→ **What to produce**
Using the article below on green tea and Alzheimer's disease, answer these questions:
1. Which university were the scientists who ran the mouse study from?
2. By up to what percentage did the brain plaques decrease in the treated mice?
3. What in green tea blocks EGCG's ability to prevent the build-up of beta-amyloid?

→ **Text block**
↓↓↓
An ingredient of green tea may help to protect the brain against the ravages of Alzheimer's disease, research in the US suggests.
A key compound cuts damaging proteins
University of South Florida scientists found the component prevented Alzheimer's-like damage in the brains of mice bred to develop symptoms.
The component - EGCG - is already strongly suspected of offering protection against certain cancers.
The study is published in the Journal of Neuroscience.
It provides evidence that EGCG decreases production of the beta-amyloid protein thought to play a key role in the development of Alzheimer's symptoms.
It is this protein that forms the characteristic plaques found in the brain of Alzheimer's patients which are thought to lead to nerve damage and memory loss.
After treating Alzheimer's mice for several months with daily injections of pure EGCG, the researchers observed a dramatic decrease - as much as 54% - of brain-clogging Alzheimer's plaques.
Lead researcher Dr Jun Tan said: "The findings suggest that a concentrated component of green tea can decrease brain beta-amyloid plaque formation.
"If beta-amyloid pathology in this Alzheimer's mouse model is representative of Alzheimer's disease pathology in humans, EGCG dietary supplementation may be effective in preventing and treating the disease."
Green tea contains many antioxidants, including those known as flavonoids, that can protect against damage to the brain caused by charged particles called free radicals.
However, the Florida team showed that other flavonoids in green tea actually block EGCG's ability to prevent the harmful build up of beta-amyloid.
Thus drinking green tea alone would not likely have a beneficial effect.
Dr Doug Shytle, who also worked on the study, said: "This finding suggests that green tea extract selectively concentrating EGCG would be needed to override the counteractive effect of other flavonoids found in green tea."
↑↑↑
→ **Entries supplied**
↓↓↓
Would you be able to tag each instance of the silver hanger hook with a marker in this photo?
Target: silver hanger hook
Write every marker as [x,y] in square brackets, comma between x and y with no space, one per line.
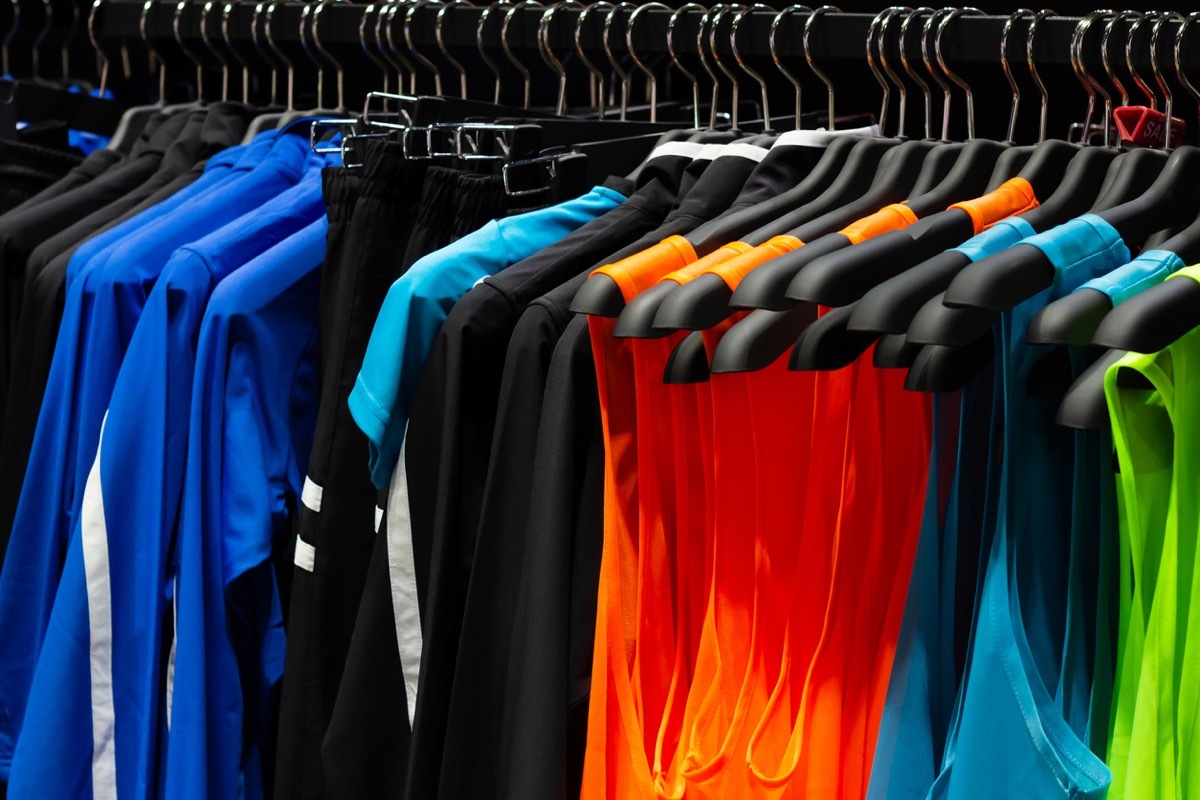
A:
[268,53]
[675,58]
[949,73]
[41,37]
[915,73]
[703,61]
[779,62]
[268,29]
[483,50]
[91,36]
[305,32]
[547,54]
[725,8]
[226,13]
[871,30]
[216,52]
[1033,68]
[442,43]
[327,55]
[69,37]
[1020,13]
[1104,52]
[652,82]
[412,48]
[1169,106]
[384,67]
[885,61]
[508,49]
[737,56]
[1090,84]
[405,68]
[1129,65]
[1179,56]
[179,38]
[808,59]
[930,59]
[598,77]
[606,35]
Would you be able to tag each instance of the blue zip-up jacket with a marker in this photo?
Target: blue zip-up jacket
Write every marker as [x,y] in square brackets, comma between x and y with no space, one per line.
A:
[93,719]
[253,414]
[102,308]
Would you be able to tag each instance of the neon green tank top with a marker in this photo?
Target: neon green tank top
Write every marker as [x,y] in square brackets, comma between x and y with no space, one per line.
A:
[1158,525]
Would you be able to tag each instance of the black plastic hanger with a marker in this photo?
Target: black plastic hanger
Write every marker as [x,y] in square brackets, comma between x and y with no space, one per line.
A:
[705,300]
[1131,178]
[1085,407]
[843,277]
[1075,318]
[1153,319]
[941,368]
[893,352]
[1002,281]
[891,306]
[897,179]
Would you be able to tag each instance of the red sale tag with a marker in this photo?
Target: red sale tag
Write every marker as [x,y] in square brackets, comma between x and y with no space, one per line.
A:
[1146,126]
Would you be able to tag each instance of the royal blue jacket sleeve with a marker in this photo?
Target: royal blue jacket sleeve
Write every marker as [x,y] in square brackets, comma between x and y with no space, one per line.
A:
[253,413]
[105,638]
[420,300]
[102,308]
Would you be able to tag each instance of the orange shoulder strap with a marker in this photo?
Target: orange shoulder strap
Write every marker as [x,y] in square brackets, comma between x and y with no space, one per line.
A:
[640,271]
[897,216]
[1013,197]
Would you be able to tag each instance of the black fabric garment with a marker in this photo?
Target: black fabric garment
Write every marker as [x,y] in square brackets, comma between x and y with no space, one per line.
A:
[24,229]
[545,720]
[447,449]
[325,600]
[27,169]
[519,463]
[89,169]
[204,133]
[367,731]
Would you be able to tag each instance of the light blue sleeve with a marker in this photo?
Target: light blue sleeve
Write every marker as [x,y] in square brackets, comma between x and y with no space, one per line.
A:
[420,300]
[1149,269]
[1000,236]
[253,411]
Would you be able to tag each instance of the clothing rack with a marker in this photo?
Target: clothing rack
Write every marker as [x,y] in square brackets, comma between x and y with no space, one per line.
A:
[837,36]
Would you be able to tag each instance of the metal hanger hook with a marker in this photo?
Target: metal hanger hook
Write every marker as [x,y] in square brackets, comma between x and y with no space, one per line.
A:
[675,58]
[179,40]
[886,62]
[1090,84]
[508,49]
[412,47]
[652,82]
[808,59]
[547,53]
[1129,65]
[1020,13]
[483,50]
[949,73]
[1033,68]
[1169,106]
[721,10]
[885,85]
[598,77]
[606,35]
[1104,52]
[737,56]
[442,43]
[912,72]
[774,52]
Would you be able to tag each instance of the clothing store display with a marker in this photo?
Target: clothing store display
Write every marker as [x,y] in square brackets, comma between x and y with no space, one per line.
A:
[588,444]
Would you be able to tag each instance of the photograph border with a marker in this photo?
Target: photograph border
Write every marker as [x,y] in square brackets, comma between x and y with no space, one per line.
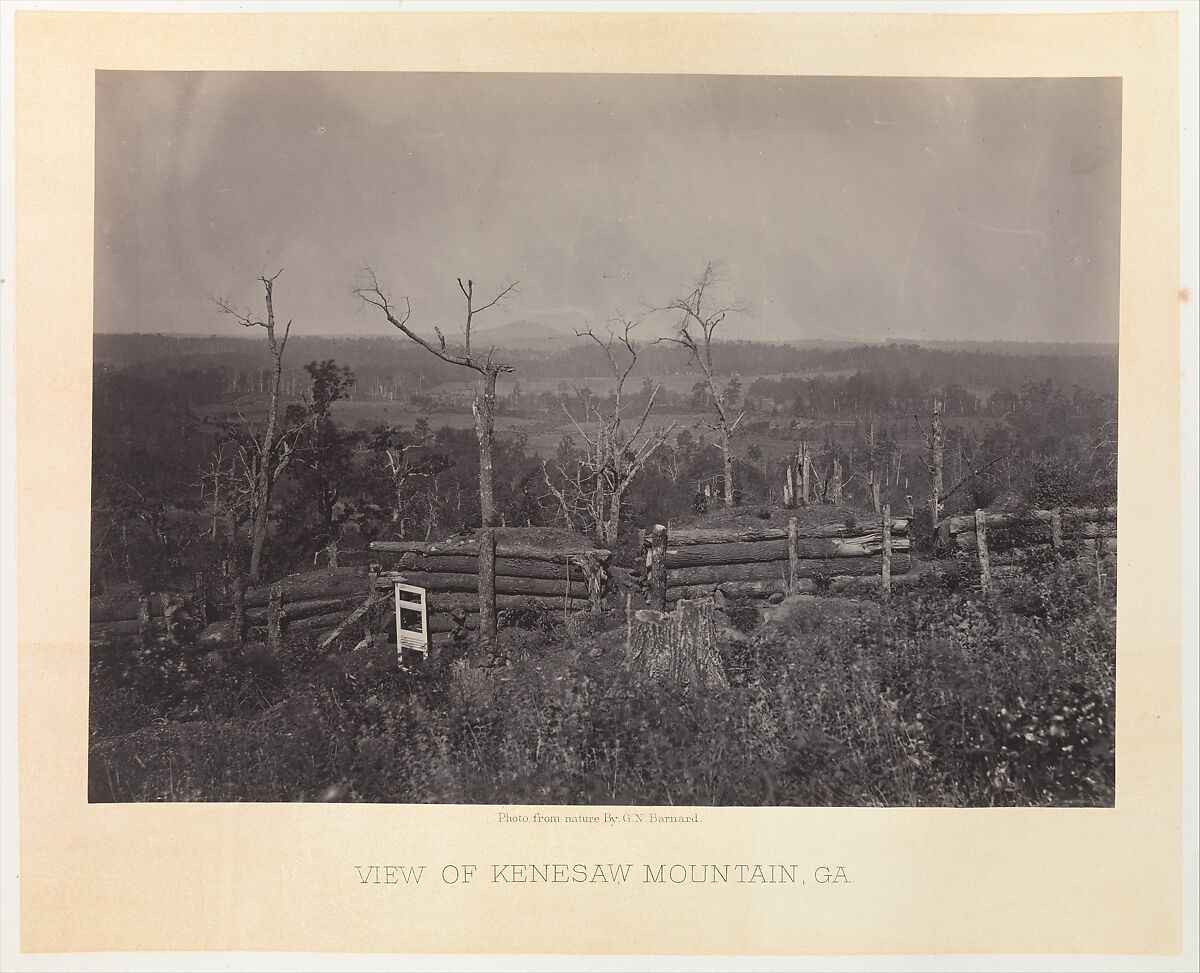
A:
[138,877]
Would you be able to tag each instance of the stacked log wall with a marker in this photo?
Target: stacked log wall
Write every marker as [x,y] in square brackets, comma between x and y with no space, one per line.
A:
[761,562]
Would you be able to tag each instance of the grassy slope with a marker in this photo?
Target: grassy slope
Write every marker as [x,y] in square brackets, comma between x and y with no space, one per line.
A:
[937,698]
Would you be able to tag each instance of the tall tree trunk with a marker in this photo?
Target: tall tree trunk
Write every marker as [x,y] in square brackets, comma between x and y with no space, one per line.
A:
[937,448]
[727,450]
[487,588]
[485,422]
[613,527]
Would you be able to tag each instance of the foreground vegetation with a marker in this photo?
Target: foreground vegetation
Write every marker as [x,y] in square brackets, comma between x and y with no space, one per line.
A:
[937,697]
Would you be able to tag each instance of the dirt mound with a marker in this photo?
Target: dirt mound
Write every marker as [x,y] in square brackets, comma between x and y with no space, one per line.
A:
[762,516]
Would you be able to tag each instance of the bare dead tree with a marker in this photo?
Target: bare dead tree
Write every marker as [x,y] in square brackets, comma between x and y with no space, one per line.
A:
[613,454]
[269,463]
[371,292]
[935,442]
[699,319]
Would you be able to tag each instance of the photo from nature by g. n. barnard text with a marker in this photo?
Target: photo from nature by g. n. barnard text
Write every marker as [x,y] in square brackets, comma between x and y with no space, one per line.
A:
[613,439]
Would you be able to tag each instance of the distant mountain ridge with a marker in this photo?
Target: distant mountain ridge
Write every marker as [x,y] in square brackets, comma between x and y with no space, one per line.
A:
[523,334]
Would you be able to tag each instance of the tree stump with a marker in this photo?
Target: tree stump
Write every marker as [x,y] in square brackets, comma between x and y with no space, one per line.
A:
[677,648]
[275,619]
[658,568]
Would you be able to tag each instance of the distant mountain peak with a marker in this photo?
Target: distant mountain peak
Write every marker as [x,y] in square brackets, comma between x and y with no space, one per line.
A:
[522,334]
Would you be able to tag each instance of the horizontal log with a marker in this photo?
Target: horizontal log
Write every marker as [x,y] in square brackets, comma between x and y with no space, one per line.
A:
[771,570]
[469,547]
[120,628]
[685,536]
[750,552]
[461,564]
[295,611]
[445,601]
[321,623]
[504,584]
[329,583]
[1005,518]
[737,589]
[443,624]
[125,608]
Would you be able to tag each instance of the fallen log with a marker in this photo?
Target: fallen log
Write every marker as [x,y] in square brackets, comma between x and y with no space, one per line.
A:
[966,540]
[318,623]
[749,552]
[124,626]
[677,648]
[778,569]
[1005,518]
[736,589]
[516,568]
[469,547]
[334,582]
[685,536]
[438,601]
[125,608]
[504,584]
[299,610]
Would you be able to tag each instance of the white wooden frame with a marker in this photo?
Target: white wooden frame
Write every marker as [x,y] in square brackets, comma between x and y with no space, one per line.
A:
[412,599]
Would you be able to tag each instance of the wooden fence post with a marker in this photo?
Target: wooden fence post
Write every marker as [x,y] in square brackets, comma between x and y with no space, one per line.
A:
[659,568]
[144,622]
[886,580]
[594,577]
[239,607]
[793,556]
[487,587]
[982,542]
[937,448]
[275,619]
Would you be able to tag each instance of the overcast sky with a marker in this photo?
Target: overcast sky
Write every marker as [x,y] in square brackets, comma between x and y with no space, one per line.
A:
[841,208]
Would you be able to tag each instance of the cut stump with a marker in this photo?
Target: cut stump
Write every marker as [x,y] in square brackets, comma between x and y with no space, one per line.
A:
[677,648]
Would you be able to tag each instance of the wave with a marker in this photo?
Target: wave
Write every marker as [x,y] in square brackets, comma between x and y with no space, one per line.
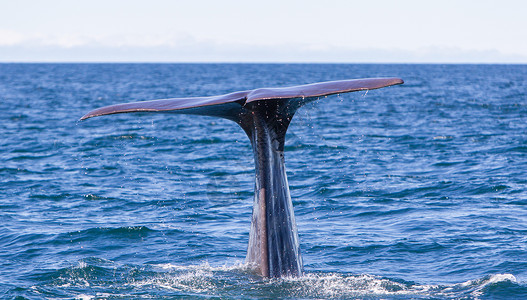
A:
[95,278]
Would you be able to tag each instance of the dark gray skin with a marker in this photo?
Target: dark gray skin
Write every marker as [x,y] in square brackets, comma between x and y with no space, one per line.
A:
[264,115]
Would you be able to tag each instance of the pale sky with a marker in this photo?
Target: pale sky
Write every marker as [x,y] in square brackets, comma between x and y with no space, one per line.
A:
[264,31]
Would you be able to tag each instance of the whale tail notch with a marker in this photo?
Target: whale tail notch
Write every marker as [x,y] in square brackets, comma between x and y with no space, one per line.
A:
[264,114]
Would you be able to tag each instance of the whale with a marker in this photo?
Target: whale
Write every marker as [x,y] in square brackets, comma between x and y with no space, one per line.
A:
[264,114]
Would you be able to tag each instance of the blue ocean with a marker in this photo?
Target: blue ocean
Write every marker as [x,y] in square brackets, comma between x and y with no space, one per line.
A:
[417,191]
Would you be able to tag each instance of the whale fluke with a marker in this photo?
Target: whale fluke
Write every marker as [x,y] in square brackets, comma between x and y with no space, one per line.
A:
[201,105]
[264,114]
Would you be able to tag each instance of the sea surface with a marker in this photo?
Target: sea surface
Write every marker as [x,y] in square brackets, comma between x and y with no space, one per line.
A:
[416,191]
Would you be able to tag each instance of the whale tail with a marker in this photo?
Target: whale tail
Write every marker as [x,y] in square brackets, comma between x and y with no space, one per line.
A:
[264,114]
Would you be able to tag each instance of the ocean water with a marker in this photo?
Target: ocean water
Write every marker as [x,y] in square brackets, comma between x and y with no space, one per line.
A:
[416,191]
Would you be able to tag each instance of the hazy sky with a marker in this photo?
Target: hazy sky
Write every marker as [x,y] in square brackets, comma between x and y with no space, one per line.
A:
[264,31]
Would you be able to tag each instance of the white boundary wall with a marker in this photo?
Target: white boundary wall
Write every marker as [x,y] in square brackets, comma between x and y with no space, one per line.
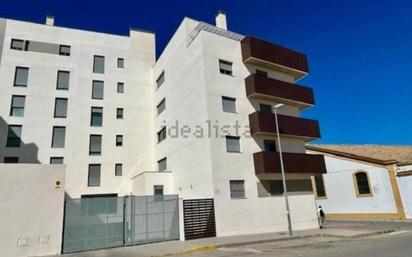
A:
[31,209]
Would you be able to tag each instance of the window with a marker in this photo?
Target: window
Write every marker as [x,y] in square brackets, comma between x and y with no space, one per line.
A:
[265,108]
[118,170]
[58,138]
[161,135]
[63,80]
[119,140]
[261,73]
[237,189]
[233,144]
[96,119]
[225,67]
[14,136]
[119,113]
[161,106]
[17,105]
[11,159]
[95,147]
[98,64]
[362,184]
[158,191]
[270,188]
[17,44]
[60,108]
[97,89]
[160,79]
[120,87]
[319,186]
[162,164]
[56,160]
[94,175]
[229,104]
[120,63]
[64,50]
[269,145]
[21,76]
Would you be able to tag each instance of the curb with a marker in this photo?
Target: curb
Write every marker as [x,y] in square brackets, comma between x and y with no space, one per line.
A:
[212,247]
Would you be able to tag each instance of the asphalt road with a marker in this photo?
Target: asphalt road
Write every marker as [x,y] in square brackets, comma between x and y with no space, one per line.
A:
[397,244]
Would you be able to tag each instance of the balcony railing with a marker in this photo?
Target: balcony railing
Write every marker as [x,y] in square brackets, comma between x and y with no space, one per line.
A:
[280,91]
[269,163]
[263,123]
[262,53]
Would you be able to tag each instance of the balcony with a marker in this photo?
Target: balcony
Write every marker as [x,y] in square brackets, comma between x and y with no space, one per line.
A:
[269,163]
[279,91]
[263,123]
[262,53]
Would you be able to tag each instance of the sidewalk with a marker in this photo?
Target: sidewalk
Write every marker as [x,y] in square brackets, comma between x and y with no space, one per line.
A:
[181,247]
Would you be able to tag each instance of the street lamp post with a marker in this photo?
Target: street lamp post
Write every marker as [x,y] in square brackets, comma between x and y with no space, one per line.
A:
[285,191]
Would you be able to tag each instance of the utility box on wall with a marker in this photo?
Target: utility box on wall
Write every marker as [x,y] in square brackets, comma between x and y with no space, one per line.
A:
[32,206]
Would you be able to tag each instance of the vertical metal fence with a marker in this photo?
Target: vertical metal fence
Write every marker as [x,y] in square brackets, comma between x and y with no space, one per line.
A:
[103,222]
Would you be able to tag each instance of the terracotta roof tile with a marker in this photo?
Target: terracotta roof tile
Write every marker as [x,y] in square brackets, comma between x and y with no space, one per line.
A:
[402,154]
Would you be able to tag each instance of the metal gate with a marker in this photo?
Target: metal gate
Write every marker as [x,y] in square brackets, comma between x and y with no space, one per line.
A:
[103,222]
[199,218]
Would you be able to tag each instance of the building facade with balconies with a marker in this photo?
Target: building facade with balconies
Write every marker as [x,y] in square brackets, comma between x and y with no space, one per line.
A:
[197,122]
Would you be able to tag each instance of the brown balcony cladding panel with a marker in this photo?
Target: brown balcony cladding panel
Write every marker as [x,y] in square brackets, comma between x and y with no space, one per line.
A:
[264,123]
[260,86]
[269,163]
[258,51]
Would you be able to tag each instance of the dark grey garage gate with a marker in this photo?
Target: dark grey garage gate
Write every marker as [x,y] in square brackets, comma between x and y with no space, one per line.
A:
[103,222]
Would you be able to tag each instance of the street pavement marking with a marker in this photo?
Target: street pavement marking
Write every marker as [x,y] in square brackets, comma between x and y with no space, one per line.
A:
[241,250]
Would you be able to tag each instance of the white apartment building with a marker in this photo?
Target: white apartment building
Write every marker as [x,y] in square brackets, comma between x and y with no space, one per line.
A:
[196,122]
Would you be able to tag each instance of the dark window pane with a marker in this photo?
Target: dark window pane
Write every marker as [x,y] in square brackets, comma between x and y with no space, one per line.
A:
[269,145]
[56,160]
[98,64]
[162,164]
[58,138]
[64,50]
[60,108]
[161,135]
[265,108]
[95,147]
[362,183]
[118,169]
[63,80]
[160,79]
[14,136]
[233,144]
[225,67]
[21,77]
[17,106]
[237,189]
[229,104]
[320,187]
[97,89]
[94,175]
[17,44]
[11,159]
[161,106]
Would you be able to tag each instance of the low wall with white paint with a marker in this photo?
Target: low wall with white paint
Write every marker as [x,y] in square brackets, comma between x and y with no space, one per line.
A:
[32,205]
[405,186]
[264,215]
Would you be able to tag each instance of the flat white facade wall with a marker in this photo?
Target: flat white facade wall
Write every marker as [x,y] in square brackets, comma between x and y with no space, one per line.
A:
[200,164]
[405,187]
[136,154]
[143,184]
[341,192]
[31,216]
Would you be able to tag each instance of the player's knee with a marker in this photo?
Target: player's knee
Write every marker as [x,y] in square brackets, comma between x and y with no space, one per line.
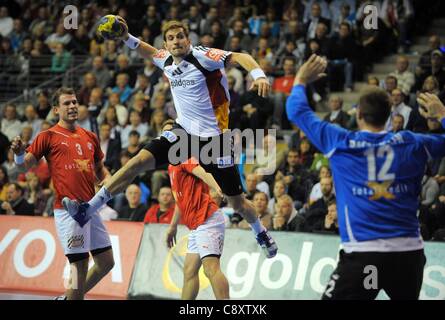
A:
[211,267]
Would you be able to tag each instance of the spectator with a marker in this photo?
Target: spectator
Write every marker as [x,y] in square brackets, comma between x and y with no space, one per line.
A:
[316,193]
[135,124]
[342,53]
[316,214]
[424,64]
[34,193]
[101,72]
[16,203]
[6,22]
[122,88]
[331,219]
[405,78]
[312,22]
[399,107]
[164,210]
[336,114]
[4,182]
[11,126]
[89,83]
[390,84]
[59,37]
[282,87]
[135,210]
[260,201]
[286,218]
[133,143]
[111,148]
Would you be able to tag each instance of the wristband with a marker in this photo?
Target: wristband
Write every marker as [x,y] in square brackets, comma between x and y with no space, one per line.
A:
[19,159]
[132,42]
[257,73]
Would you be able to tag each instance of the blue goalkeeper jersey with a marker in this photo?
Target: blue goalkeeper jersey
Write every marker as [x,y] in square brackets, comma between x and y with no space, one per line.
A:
[377,176]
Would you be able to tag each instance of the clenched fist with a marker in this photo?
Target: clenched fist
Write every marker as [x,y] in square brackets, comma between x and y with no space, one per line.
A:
[17,146]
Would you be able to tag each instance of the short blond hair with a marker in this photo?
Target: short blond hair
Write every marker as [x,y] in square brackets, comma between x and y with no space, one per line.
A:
[174,24]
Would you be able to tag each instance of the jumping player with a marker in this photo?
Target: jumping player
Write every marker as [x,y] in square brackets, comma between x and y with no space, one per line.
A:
[377,176]
[199,88]
[75,162]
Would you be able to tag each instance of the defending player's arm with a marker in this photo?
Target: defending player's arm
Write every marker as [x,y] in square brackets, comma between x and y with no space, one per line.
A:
[24,160]
[250,65]
[199,172]
[171,231]
[144,49]
[323,135]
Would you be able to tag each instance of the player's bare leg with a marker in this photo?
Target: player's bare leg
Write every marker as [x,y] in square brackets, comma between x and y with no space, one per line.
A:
[103,263]
[143,161]
[218,280]
[77,279]
[245,207]
[190,288]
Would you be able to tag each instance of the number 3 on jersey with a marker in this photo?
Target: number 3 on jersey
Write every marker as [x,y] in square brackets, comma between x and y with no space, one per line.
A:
[386,152]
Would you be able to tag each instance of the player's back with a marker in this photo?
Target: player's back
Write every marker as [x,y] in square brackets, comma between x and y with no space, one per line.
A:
[377,177]
[191,194]
[71,157]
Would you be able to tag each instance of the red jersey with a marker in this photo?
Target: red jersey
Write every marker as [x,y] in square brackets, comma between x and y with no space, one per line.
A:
[192,195]
[71,157]
[283,84]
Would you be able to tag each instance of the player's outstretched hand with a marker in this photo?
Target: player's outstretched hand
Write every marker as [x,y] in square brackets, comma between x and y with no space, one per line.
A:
[17,146]
[312,70]
[431,106]
[171,237]
[262,85]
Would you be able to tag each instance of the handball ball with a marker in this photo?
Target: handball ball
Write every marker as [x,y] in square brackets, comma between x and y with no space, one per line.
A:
[110,27]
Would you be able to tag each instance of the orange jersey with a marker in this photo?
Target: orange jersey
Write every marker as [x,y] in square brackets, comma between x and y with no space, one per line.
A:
[71,157]
[192,195]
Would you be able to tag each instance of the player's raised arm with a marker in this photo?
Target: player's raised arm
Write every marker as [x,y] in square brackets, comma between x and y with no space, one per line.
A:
[261,83]
[23,160]
[144,49]
[199,172]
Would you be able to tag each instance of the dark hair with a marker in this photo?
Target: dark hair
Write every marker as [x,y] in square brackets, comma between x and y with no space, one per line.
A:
[134,133]
[59,92]
[375,106]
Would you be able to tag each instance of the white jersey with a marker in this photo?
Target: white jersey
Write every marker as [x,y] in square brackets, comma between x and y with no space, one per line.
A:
[199,89]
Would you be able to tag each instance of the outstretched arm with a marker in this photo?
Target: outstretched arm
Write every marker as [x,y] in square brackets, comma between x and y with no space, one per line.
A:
[323,135]
[250,65]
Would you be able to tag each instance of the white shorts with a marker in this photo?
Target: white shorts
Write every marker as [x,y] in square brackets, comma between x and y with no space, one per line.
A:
[75,239]
[208,238]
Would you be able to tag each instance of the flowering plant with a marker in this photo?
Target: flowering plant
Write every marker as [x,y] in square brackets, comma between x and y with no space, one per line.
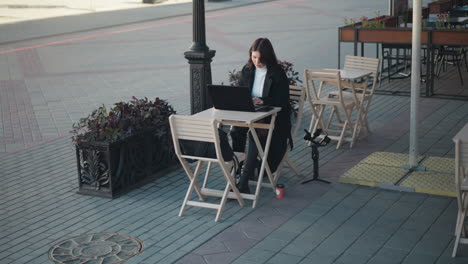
↑↑↑
→ **Solution below**
1. The University of South Florida.
2. As much as 54%.
3. Other flavonoids in green tea.